*** Text ***

Cutaneous disorders of the paw remain a challenging clinical entity and pododermatitis, although involving many possible causes, invariably appears uniformly similar clinically.
There are a number of recognized underlying causes of canine pododermatitis, including:
- Atopy and dietary allergies
- Trauma, foreign bodies (such as grass seed penetrations of the digit), chemical burns
- Acral lick dermatitis
- Superficial necrolytic dermatitis
- Calcinosis cutis
- Lymphocytic-plasmacytic pododermatitis - immunomodulatory-responsive
- Erythema multiforme
- Interdigital bacterial pyoderma
- Pemphigus foliaceus
- Systemic lupus erythematosus
- Zinc-responsive dermatosis
- Vitamin A–responsive dermatosis
- Toxic epidermal necrolysis and drug eruptions
- Malassezia spp dermatitis
- Skin parasites - Demodex spp, Leishmania spp, Schistosoma spp, Ancylostoma spp
Various hypotheses have been proposed to explain the pathogenesis of idiopathic pododermatitis including pedal conformation, food allergy, trauma, immunosuppression, bacterial infection, furunculosis and dermal granuloma formation. However, many dogs display localized upregulated T- and B-lymphocyte responses within the skin lesions, and this may contribute to the pathogenesis of the skin lesions observed in many affected dogs.

*** End of Text ***
*** Provided material ***

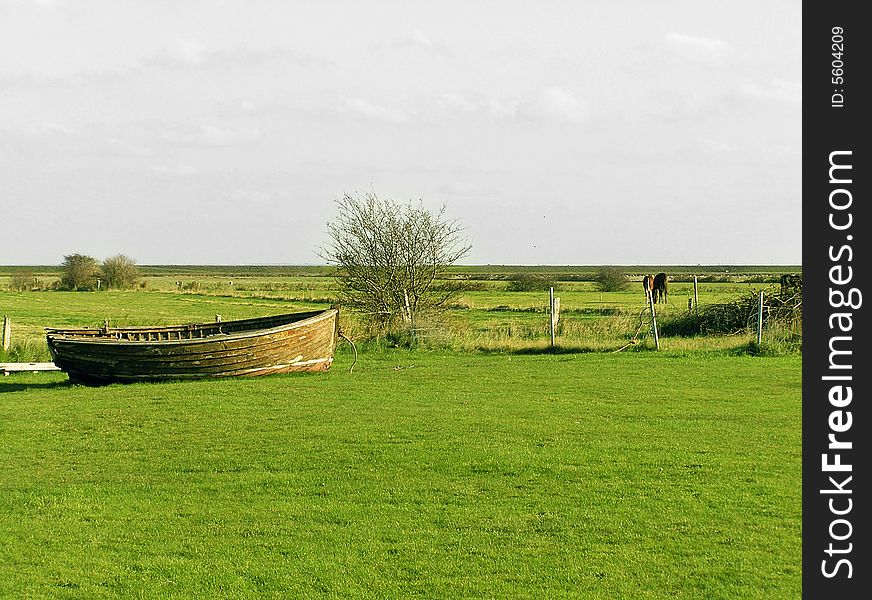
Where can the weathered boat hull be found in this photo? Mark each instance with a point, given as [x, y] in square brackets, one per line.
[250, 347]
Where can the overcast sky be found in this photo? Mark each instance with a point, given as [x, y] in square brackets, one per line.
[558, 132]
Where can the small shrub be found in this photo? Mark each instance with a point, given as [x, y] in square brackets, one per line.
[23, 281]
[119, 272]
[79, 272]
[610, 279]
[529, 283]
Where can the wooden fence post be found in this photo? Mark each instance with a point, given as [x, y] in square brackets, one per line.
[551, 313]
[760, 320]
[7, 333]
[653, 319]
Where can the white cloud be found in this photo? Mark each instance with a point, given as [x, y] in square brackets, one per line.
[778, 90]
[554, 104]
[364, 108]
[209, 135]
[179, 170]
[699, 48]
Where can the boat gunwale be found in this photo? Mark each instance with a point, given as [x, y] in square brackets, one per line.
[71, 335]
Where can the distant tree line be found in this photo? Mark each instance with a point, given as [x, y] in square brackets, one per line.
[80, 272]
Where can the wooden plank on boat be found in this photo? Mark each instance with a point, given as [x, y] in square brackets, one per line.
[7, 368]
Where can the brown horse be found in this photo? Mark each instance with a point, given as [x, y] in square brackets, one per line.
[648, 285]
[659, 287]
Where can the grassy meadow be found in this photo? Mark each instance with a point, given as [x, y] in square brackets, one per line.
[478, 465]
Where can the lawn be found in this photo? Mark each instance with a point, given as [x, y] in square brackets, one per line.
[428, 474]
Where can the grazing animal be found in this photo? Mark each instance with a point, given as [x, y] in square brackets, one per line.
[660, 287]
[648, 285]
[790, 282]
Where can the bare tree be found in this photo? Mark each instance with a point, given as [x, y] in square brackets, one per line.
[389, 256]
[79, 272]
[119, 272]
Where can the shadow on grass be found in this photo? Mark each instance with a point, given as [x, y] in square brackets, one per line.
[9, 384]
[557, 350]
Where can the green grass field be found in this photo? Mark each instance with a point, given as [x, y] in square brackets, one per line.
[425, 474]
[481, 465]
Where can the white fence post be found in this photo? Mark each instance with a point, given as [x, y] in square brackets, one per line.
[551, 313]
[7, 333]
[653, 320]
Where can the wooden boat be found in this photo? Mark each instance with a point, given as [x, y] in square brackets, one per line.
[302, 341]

*** End of Provided material ***

Problem requirements: Please pick up the text on canine pododermatitis after its last sentence and continue it.

Exercise output:
Clinically affected dogs often present with symptoms such as lameness, pedal pruritus, erythema, swelling, pain and alopecia of the feet. The lesions produced in the pedal region are very varied in nature and can affect the digits, nails, interdigital space or pads. Close examination may reveal varying degrees of tumefaction, erythema, papules, saliva stain due to licking, hyperpigmentation, alopecia, nodules with serohaemorrhagic or purulent content, desquamation, crusts or fistulae.
As pedal lesions are reported in many canine dermatoses, a methodical series of diagnostic tests is required to establish the underlying aetiology. However, laboratory/ancillary investigations may prove unrewarding, prompting a diagnosis of idiopathic disease.
Diagnosis is usually confirmed on histopathologically, characterized by varying degrees of epidermal hyperplasia, hyperkeratosis, spongiosis, dermal oedema and perivascular aggregates of lymphocytes and plasma cells.
Although non-responsive to antimicrobial therapy, antiparasitic agents and elimination diets, these dogs typically respond well to immunomodulatory therapy such as prednisolone, cyclosporin, tacrolimus or azathioprine.